Data to process

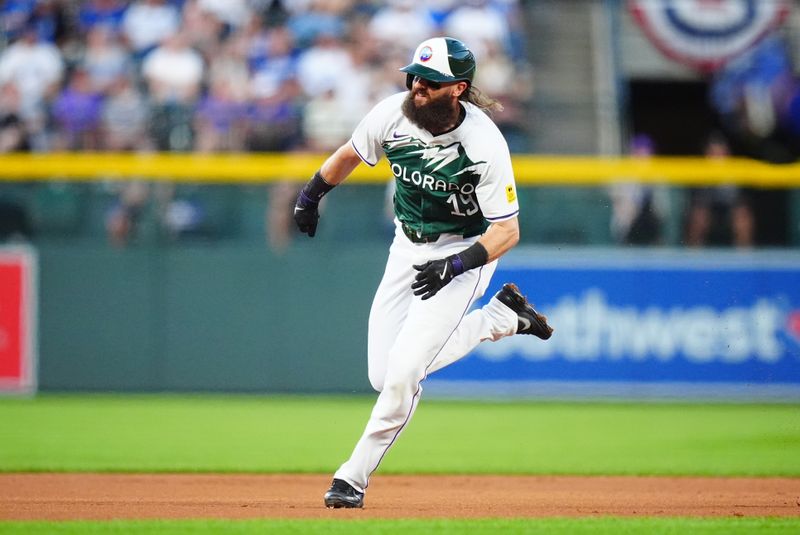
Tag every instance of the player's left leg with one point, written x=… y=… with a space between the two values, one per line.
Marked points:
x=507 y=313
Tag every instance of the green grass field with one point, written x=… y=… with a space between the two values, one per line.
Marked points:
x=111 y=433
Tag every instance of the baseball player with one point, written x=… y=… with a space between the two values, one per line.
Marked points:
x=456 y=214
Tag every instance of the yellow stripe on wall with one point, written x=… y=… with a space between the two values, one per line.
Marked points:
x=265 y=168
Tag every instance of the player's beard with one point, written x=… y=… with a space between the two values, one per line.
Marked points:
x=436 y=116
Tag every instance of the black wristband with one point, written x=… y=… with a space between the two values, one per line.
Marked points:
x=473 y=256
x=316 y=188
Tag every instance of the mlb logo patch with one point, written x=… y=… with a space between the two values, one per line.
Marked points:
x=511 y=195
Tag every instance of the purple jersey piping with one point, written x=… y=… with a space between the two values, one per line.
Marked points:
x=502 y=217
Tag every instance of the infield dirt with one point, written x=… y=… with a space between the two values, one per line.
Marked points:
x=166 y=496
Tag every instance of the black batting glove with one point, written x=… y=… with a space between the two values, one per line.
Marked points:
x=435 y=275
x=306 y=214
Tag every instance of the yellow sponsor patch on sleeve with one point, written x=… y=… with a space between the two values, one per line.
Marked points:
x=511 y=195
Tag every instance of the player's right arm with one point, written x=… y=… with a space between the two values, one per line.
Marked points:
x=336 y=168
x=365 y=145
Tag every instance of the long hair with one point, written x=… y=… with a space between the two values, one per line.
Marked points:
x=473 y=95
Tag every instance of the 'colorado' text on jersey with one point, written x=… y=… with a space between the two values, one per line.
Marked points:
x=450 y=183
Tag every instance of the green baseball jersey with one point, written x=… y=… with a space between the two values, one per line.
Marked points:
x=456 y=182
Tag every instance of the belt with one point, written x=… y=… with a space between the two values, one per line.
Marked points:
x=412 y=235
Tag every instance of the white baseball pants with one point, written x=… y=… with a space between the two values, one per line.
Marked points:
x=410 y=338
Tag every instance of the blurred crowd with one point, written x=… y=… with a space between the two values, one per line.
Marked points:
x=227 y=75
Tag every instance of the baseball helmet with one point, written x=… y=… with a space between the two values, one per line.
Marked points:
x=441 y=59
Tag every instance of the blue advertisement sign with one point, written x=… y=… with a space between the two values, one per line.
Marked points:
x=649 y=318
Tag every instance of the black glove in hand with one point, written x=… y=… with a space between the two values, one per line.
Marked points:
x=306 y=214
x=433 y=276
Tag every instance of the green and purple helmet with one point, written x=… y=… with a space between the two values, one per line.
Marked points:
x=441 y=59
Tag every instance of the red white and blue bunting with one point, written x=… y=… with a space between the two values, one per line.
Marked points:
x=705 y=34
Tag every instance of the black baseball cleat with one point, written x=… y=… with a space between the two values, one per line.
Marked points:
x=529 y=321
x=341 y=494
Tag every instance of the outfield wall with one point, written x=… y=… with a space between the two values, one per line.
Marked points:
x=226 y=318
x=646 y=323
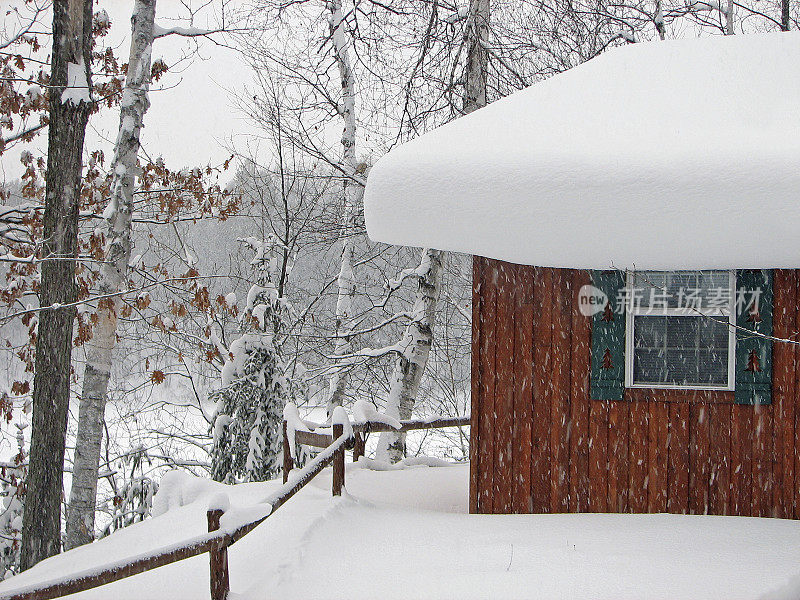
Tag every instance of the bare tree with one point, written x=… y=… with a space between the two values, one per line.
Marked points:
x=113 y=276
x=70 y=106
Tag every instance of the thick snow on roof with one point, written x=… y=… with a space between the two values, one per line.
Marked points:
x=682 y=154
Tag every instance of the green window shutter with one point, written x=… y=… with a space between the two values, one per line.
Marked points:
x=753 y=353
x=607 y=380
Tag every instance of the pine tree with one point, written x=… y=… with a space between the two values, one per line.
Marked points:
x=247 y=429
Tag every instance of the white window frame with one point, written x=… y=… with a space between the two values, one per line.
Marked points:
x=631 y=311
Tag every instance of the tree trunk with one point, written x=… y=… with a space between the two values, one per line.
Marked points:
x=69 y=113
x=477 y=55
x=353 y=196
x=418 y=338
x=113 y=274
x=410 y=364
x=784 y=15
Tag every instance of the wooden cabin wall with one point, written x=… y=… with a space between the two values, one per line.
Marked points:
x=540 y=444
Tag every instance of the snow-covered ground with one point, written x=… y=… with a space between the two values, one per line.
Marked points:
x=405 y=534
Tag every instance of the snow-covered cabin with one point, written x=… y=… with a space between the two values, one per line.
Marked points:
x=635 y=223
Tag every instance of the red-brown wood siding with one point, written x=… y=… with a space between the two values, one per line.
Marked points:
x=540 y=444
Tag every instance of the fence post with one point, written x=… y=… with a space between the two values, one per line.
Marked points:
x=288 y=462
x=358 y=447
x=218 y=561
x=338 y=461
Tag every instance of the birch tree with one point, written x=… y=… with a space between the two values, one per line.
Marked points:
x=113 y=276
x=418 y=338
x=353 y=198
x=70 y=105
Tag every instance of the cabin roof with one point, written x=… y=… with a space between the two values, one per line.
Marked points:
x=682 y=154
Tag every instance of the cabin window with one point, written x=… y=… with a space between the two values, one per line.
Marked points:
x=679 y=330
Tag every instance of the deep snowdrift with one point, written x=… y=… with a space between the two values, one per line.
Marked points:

Instructions for the task
Lay out everything from the line containing "Tag every instance of the fence" down to the last line of the material as a JSON list of strings, with one string per line and blank lines left out.

Result of this task
[
  "Tag every instance of the fence post with one point, written x=… y=… with a space between the two values, one per line.",
  "Marked points:",
  "x=288 y=462",
  "x=358 y=447",
  "x=218 y=561",
  "x=338 y=461",
  "Tag every instance of the birch tree with one point, written x=… y=… with a space between the two values, one per line.",
  "Marked points:",
  "x=113 y=276",
  "x=418 y=338",
  "x=353 y=198",
  "x=70 y=105",
  "Tag every instance of the cabin roof with one point, written x=… y=… with a space between the two values, one per line.",
  "Marked points:",
  "x=682 y=154",
  "Tag every instance of the cabin window with one point, written x=… y=… with a space between the two values, one per line.",
  "Marked points:",
  "x=679 y=330",
  "Tag every instance of the deep snowdrift with one point, written x=… y=… with a space between the two values, one per line.",
  "Marked points:"
]